Aprés 2 ans de crise, personne n'a remis en cause un modèle néo-libéral qui s'est pourtant révélé fallimentaire. Depuis 2008, Brice Hortefeux a mené une politique contre l'immigration que l'on peut qualifier de raciste, l'un des grands débats en France a été celui de l'identité nationale, et aujourd'hui c'est à une chasse aux roms que l'on assiste dans ce pays qui continu a prétendre être le « pays des droits de l'homme ». Du côté italien, c'est la même musique, Berlusconi continu à dire que la péninsule n'est pas touchée par la crise, comme le sont ses voisins, comme si la crise n'avait pas réussit à passer les Alpes; tandis que dans le sud de l'Italie le chômage dépasse largement les 20% et qu'en Italie prés de 17% du PIB est encore aux mains des organisations criminelles selon des estimations. Mais l'heure n'est pas au dramatisme sur la situation économique, dans les médias on parle de problèmes qui selon le gouvernement et le ministre de l'intérieur Maroni, sont bien plus important: les roms, la délinquance, et l'immigration. Avec un « paquet sécurité » voté fin 2008, le statut de clandestin est désormais équivalent à un statut de criminel, c'est à dire que selon la loi préparée par Maroni, les clandestins désormais considérés hors la loi, ne seront pas simplement renvoyer chez eux, mais encourent avant tout une peine qui peut aller jusqu'à l'incarcération.

++++++

Défis |
1) Résume sous forme de liste le paragraphe du texte sur la crise et l'immigration qui commence par « Aprés 2 ans de crise », en gardant ses faits principaux.
2) Poursuis le texte sur la crise et l'immigration à partir de sa dernière phrase.

Entrées |
++++++

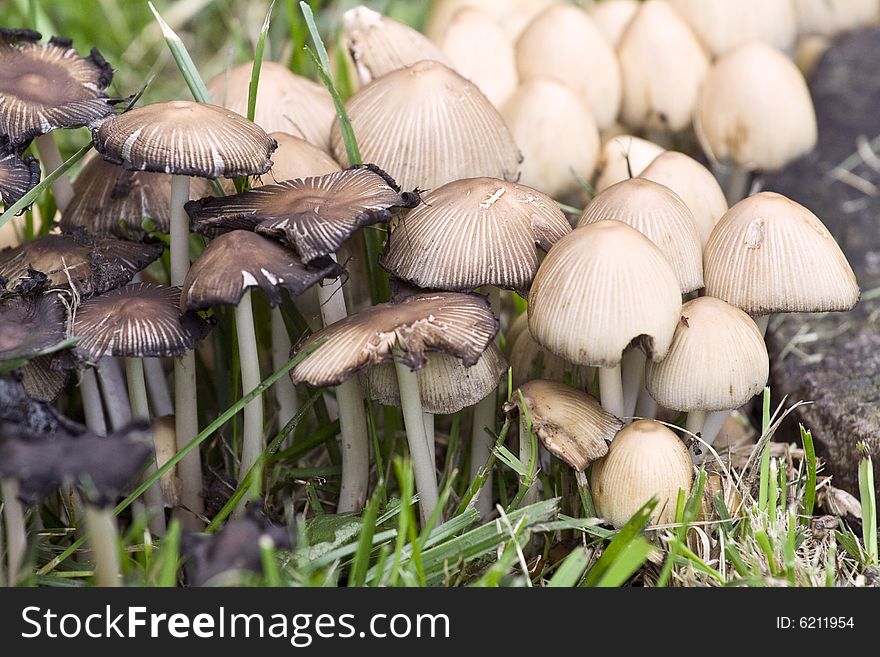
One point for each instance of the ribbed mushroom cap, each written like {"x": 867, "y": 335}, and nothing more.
{"x": 474, "y": 232}
{"x": 185, "y": 138}
{"x": 141, "y": 320}
{"x": 480, "y": 51}
{"x": 694, "y": 184}
{"x": 623, "y": 155}
{"x": 46, "y": 87}
{"x": 315, "y": 215}
{"x": 557, "y": 134}
{"x": 569, "y": 423}
{"x": 445, "y": 384}
{"x": 662, "y": 65}
{"x": 717, "y": 361}
{"x": 722, "y": 25}
{"x": 426, "y": 126}
{"x": 769, "y": 254}
{"x": 563, "y": 43}
{"x": 93, "y": 264}
{"x": 379, "y": 45}
{"x": 660, "y": 215}
{"x": 286, "y": 102}
{"x": 236, "y": 261}
{"x": 755, "y": 109}
{"x": 601, "y": 287}
{"x": 645, "y": 460}
{"x": 459, "y": 324}
{"x": 108, "y": 198}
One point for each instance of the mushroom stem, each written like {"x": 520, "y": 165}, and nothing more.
{"x": 16, "y": 531}
{"x": 611, "y": 390}
{"x": 104, "y": 538}
{"x": 62, "y": 190}
{"x": 140, "y": 408}
{"x": 422, "y": 459}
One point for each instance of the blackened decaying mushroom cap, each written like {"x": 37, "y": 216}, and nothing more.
{"x": 185, "y": 138}
{"x": 239, "y": 260}
{"x": 314, "y": 215}
{"x": 46, "y": 87}
{"x": 460, "y": 324}
{"x": 140, "y": 320}
{"x": 93, "y": 264}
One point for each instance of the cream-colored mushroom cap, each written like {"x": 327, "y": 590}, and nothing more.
{"x": 474, "y": 232}
{"x": 718, "y": 360}
{"x": 722, "y": 25}
{"x": 564, "y": 43}
{"x": 601, "y": 287}
{"x": 645, "y": 460}
{"x": 623, "y": 155}
{"x": 379, "y": 45}
{"x": 557, "y": 135}
{"x": 755, "y": 109}
{"x": 481, "y": 52}
{"x": 426, "y": 126}
{"x": 662, "y": 65}
{"x": 569, "y": 423}
{"x": 694, "y": 184}
{"x": 769, "y": 254}
{"x": 658, "y": 213}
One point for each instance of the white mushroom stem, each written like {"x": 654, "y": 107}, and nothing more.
{"x": 50, "y": 156}
{"x": 352, "y": 417}
{"x": 611, "y": 390}
{"x": 104, "y": 537}
{"x": 140, "y": 409}
{"x": 413, "y": 420}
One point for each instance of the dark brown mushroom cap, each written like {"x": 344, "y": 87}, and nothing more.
{"x": 236, "y": 261}
{"x": 459, "y": 324}
{"x": 140, "y": 320}
{"x": 108, "y": 198}
{"x": 569, "y": 423}
{"x": 185, "y": 138}
{"x": 46, "y": 87}
{"x": 93, "y": 264}
{"x": 314, "y": 215}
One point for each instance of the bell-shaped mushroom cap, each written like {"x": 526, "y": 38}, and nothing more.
{"x": 601, "y": 287}
{"x": 445, "y": 384}
{"x": 426, "y": 126}
{"x": 717, "y": 361}
{"x": 236, "y": 261}
{"x": 46, "y": 87}
{"x": 624, "y": 157}
{"x": 459, "y": 324}
{"x": 481, "y": 52}
{"x": 29, "y": 325}
{"x": 563, "y": 43}
{"x": 722, "y": 25}
{"x": 645, "y": 460}
{"x": 286, "y": 102}
{"x": 315, "y": 215}
{"x": 379, "y": 45}
{"x": 694, "y": 184}
{"x": 569, "y": 423}
{"x": 557, "y": 135}
{"x": 755, "y": 109}
{"x": 662, "y": 65}
{"x": 474, "y": 232}
{"x": 92, "y": 264}
{"x": 185, "y": 138}
{"x": 769, "y": 254}
{"x": 110, "y": 199}
{"x": 660, "y": 215}
{"x": 140, "y": 320}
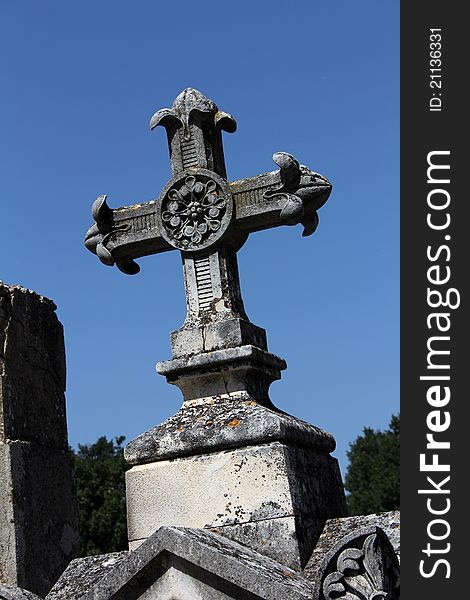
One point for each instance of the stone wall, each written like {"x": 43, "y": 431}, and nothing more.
{"x": 38, "y": 512}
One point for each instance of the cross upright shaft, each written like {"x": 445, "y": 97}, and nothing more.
{"x": 208, "y": 219}
{"x": 228, "y": 459}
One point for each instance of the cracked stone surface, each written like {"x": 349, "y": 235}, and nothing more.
{"x": 273, "y": 497}
{"x": 38, "y": 513}
{"x": 186, "y": 563}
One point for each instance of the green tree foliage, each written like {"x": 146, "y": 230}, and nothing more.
{"x": 373, "y": 477}
{"x": 101, "y": 493}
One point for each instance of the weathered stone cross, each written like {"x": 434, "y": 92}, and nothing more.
{"x": 228, "y": 459}
{"x": 208, "y": 219}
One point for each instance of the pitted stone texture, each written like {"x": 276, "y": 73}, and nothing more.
{"x": 221, "y": 425}
{"x": 32, "y": 369}
{"x": 185, "y": 563}
{"x": 337, "y": 529}
{"x": 252, "y": 485}
{"x": 14, "y": 593}
{"x": 38, "y": 512}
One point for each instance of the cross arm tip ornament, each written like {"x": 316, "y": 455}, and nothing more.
{"x": 99, "y": 234}
{"x": 304, "y": 191}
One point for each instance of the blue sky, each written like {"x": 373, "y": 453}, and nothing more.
{"x": 80, "y": 81}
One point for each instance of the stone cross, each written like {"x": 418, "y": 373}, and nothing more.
{"x": 206, "y": 217}
{"x": 228, "y": 460}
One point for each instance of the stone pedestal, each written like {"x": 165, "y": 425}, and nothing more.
{"x": 38, "y": 512}
{"x": 229, "y": 461}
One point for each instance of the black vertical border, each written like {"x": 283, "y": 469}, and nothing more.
{"x": 423, "y": 131}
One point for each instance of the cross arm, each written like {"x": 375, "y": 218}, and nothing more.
{"x": 286, "y": 197}
{"x": 123, "y": 234}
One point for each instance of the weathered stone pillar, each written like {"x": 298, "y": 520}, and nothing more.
{"x": 38, "y": 511}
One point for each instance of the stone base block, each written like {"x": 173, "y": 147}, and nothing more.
{"x": 273, "y": 497}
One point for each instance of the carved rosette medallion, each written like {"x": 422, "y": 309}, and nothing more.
{"x": 195, "y": 210}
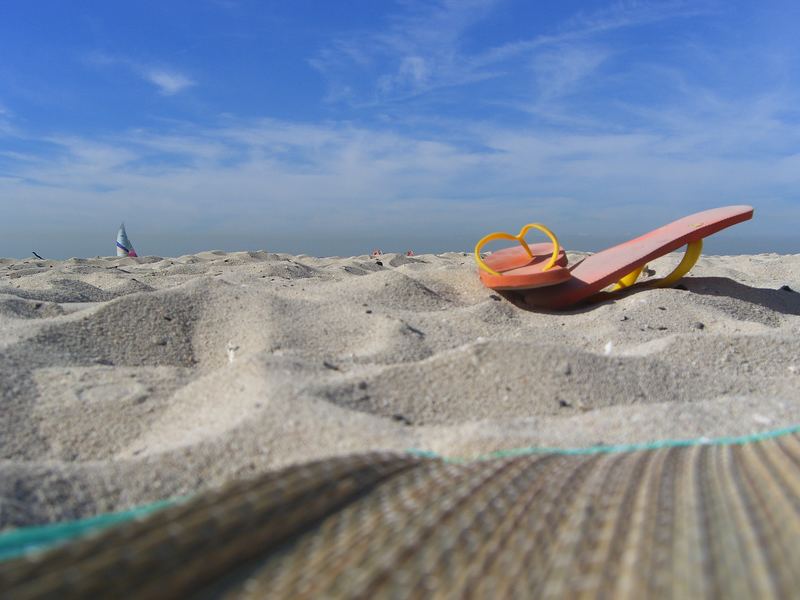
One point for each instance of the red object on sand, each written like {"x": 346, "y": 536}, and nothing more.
{"x": 561, "y": 286}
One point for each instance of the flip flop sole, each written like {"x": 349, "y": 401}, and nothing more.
{"x": 600, "y": 270}
{"x": 520, "y": 272}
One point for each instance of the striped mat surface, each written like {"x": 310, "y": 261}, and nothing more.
{"x": 702, "y": 521}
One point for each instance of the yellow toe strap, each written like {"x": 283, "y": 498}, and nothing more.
{"x": 520, "y": 237}
{"x": 693, "y": 251}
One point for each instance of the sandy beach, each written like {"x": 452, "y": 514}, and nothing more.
{"x": 129, "y": 380}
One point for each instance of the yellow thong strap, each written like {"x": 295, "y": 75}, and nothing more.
{"x": 520, "y": 237}
{"x": 693, "y": 251}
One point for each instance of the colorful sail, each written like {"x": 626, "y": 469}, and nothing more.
{"x": 124, "y": 246}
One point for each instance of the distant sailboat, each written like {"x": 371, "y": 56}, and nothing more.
{"x": 124, "y": 246}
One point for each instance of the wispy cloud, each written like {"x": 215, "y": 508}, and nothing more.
{"x": 421, "y": 50}
{"x": 168, "y": 81}
{"x": 272, "y": 176}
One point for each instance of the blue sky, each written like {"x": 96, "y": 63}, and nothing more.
{"x": 327, "y": 127}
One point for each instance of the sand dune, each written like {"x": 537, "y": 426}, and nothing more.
{"x": 124, "y": 381}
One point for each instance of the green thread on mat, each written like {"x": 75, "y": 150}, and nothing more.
{"x": 20, "y": 541}
{"x": 744, "y": 439}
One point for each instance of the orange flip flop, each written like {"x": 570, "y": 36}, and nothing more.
{"x": 540, "y": 273}
{"x": 525, "y": 266}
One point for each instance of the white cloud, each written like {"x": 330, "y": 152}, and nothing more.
{"x": 315, "y": 180}
{"x": 168, "y": 83}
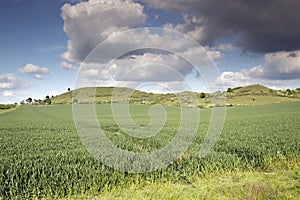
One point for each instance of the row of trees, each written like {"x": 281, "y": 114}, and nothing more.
{"x": 46, "y": 101}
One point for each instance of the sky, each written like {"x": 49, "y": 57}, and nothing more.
{"x": 47, "y": 47}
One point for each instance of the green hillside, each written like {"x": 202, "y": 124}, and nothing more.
{"x": 240, "y": 96}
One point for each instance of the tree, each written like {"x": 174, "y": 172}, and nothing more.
{"x": 229, "y": 90}
{"x": 29, "y": 100}
{"x": 202, "y": 95}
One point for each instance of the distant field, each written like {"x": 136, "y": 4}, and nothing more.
{"x": 41, "y": 154}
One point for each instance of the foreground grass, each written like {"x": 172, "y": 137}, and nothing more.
{"x": 2, "y": 111}
{"x": 279, "y": 184}
{"x": 41, "y": 156}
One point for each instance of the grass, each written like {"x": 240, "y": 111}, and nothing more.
{"x": 41, "y": 156}
{"x": 7, "y": 108}
{"x": 242, "y": 96}
{"x": 283, "y": 184}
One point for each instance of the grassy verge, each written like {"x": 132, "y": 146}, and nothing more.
{"x": 280, "y": 184}
{"x": 2, "y": 111}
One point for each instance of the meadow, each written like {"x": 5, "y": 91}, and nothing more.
{"x": 41, "y": 155}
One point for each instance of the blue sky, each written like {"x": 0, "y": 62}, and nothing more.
{"x": 43, "y": 43}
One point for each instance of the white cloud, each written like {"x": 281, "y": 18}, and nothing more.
{"x": 33, "y": 69}
{"x": 67, "y": 65}
{"x": 10, "y": 86}
{"x": 282, "y": 65}
{"x": 10, "y": 81}
{"x": 38, "y": 76}
{"x": 226, "y": 47}
{"x": 8, "y": 93}
{"x": 192, "y": 26}
{"x": 280, "y": 68}
{"x": 90, "y": 22}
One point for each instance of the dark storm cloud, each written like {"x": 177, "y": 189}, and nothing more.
{"x": 261, "y": 25}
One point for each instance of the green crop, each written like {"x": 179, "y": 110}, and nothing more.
{"x": 41, "y": 154}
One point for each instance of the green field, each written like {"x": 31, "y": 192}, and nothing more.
{"x": 41, "y": 156}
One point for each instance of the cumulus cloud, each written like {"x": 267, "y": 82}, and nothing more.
{"x": 225, "y": 47}
{"x": 67, "y": 65}
{"x": 278, "y": 68}
{"x": 262, "y": 26}
{"x": 38, "y": 76}
{"x": 90, "y": 22}
{"x": 33, "y": 69}
{"x": 9, "y": 84}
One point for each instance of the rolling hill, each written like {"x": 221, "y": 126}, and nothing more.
{"x": 240, "y": 96}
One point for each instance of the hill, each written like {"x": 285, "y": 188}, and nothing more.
{"x": 240, "y": 96}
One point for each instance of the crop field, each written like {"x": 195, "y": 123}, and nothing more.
{"x": 41, "y": 154}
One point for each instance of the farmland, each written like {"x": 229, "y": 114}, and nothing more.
{"x": 42, "y": 155}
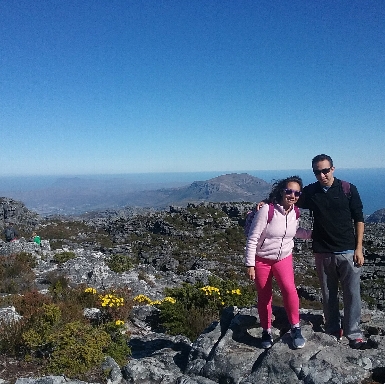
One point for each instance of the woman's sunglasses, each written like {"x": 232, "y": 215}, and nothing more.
{"x": 291, "y": 191}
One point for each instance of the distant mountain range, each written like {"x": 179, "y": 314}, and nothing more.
{"x": 77, "y": 195}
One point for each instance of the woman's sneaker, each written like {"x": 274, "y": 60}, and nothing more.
{"x": 267, "y": 340}
{"x": 297, "y": 338}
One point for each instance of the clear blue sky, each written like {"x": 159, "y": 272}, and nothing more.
{"x": 122, "y": 86}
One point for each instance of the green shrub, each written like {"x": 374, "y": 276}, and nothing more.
{"x": 120, "y": 263}
{"x": 54, "y": 333}
{"x": 62, "y": 257}
{"x": 77, "y": 348}
{"x": 118, "y": 349}
{"x": 196, "y": 306}
{"x": 16, "y": 275}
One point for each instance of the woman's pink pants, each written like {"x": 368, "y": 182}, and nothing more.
{"x": 283, "y": 272}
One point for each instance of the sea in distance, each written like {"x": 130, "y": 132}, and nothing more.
{"x": 369, "y": 181}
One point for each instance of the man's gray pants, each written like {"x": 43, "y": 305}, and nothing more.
{"x": 332, "y": 268}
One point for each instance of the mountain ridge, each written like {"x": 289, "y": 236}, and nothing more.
{"x": 83, "y": 195}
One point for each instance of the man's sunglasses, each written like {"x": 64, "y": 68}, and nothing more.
{"x": 291, "y": 191}
{"x": 325, "y": 171}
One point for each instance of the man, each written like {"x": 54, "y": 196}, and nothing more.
{"x": 337, "y": 247}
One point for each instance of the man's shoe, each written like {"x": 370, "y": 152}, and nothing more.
{"x": 267, "y": 340}
{"x": 337, "y": 334}
{"x": 363, "y": 344}
{"x": 297, "y": 338}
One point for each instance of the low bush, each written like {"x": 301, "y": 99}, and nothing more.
{"x": 16, "y": 275}
{"x": 54, "y": 332}
{"x": 188, "y": 310}
{"x": 120, "y": 263}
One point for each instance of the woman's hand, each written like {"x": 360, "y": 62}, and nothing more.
{"x": 251, "y": 273}
{"x": 260, "y": 205}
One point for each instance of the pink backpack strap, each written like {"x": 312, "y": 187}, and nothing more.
{"x": 270, "y": 214}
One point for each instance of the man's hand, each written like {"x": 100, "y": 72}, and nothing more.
{"x": 251, "y": 273}
{"x": 358, "y": 258}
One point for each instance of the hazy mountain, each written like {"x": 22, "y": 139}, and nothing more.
{"x": 78, "y": 195}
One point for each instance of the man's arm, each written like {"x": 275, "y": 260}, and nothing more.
{"x": 358, "y": 252}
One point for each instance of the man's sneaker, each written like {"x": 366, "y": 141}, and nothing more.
{"x": 297, "y": 338}
{"x": 363, "y": 344}
{"x": 267, "y": 340}
{"x": 337, "y": 334}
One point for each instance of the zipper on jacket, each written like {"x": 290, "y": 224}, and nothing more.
{"x": 280, "y": 248}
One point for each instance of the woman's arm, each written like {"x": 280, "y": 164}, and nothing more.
{"x": 257, "y": 227}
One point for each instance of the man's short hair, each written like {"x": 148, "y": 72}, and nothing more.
{"x": 321, "y": 157}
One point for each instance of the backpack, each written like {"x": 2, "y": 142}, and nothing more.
{"x": 346, "y": 188}
{"x": 9, "y": 234}
{"x": 250, "y": 216}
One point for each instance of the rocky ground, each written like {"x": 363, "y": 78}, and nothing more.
{"x": 188, "y": 244}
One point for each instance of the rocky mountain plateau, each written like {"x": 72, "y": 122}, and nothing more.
{"x": 187, "y": 244}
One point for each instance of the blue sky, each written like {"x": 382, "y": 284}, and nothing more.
{"x": 126, "y": 86}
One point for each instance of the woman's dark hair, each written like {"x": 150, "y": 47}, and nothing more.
{"x": 275, "y": 194}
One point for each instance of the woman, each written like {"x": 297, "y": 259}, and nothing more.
{"x": 269, "y": 253}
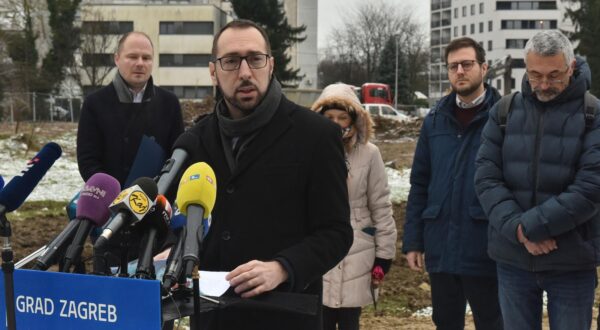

++++++

Réponses fournies |
1)
- Après deux ans de crise, personne n'a remis en cause le modèle néo-libéral, qui a pourtant échoué.
- En France, depuis 2008, Brice Hortefeux mène une politique contre l'immigration que l'on peut qualifier de raciste. Il y a eu un grand débat sur l'identité nationale, et on assiste aujourd'hui à une chasse aux Roms, alors que le pays se présente toujours comme le « pays des droits de l'homme ».
- En Italie, Berlusconi affirme que le pays n'est pas touché par la crise. Pourtant, le chômage dépasse largement 20 % dans le Sud et, selon des estimations, près de 17 % du PIB est encore aux mains d'organisations criminelles.
- Dans les médias, on met plutôt en avant les sujets que le gouvernement et le ministre de l'Intérieur Maroni jugent plus importants : les Roms, la délinquance et l'immigration.
- Depuis le « paquet sécurité » voté fin 2008, être clandestin équivaut à être criminel. Les clandestins ne sont plus seulement renvoyés chez eux : ils risquent une peine qui peut aller jusqu'à la prison.

2)
Aujourd'hui, dans les deux pays, non seulement la politique sécuritaire est contestée, mais les français et les italiens attendent toujours une vraie réponse à la crise.
Ni en France, ni en Italie, les gouvernements n'ont pris des mesures fortes face à la crise. Les travailleurs n'ont aucune tutelle, les délocalisations sont toujours monnaie courante, et au lieu de renforcer des secteurs publics fondamentaux comme l'éducation et la santé, ceux-ci sont réformés, parce qu'il y a la nécessité de « faire des économies ».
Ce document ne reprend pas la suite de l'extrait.